* _Passage shown_
On January 1, 2009 the Andersons embarked on a year-long public pledge to "buy black." They thought that by taking a stand, the black community would be mobilized to exert its economic might. They thought that by exposing the issues, Americans of all races would see that economically empowering black neighborhoods benefits society as a whole. Instead, blacks refused to support their own, and others condemned their experiment. Drawing on economic research and social history as well as her personal story, Maggie Anderson shows why the black economy continues to suffer and issues a call to action to all of us to do our part to reverse this trend.

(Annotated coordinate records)
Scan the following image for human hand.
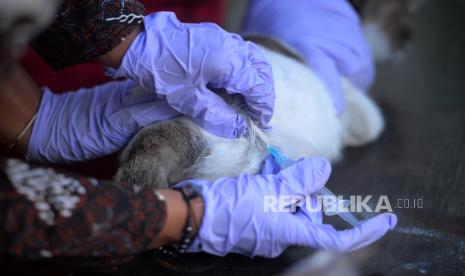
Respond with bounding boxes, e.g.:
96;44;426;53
244;0;375;114
178;158;397;257
108;12;275;138
26;80;179;163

* _Exercises_
1 > Reproduce the annotated coordinate records above line for line, from the first record to the last, leaving out the pictures.
2 > Resume the passage about the Andersons' year-long pledge to "buy black," continuing on from its final sentence.

* _Exercise results_
1 >
Scan the following image for human hand.
Respond with bounding boxes, e.g.:
96;44;426;53
244;0;375;114
178;158;397;257
108;12;275;138
26;80;179;163

2 >
PUBLISHERS WEEKLY
What began as a 90-day project to "Buy Black" became a year-long project (2009 2010) and a foundation promoting black entrepreneurship for a Chicago couple, Maggie and John Anderson. They tried to get through the year patronizing only African-American businesses, "to document what products and services we could and could not find." While this book shows them living their lives with social difficulties (what should one do if invited to a friend's party thrown in a white establishment?) and emotional crises (a terminally ill parent, stressed friendships), the primary focus is on their foundation its history, hard times, and highlights of the "Empowerment Experiment." In merging the details of their effort checking out establishments, getting celebrity endorsements, black business history, and multiple statistics the book becomes repetitive, overwritten, and more tiresome than its dynamite subject deserves: "How insane is it that we couldn't find a Black-owned store in all of Chicagoland with a consistent supply of fruits and vegetables?" If Anderson's book gets readers to wrestle with that question, it will have done a good enough job to make what is largely a business history an effective probe into how African-Americans spend so much money that flows so overwhelmingly out of their community.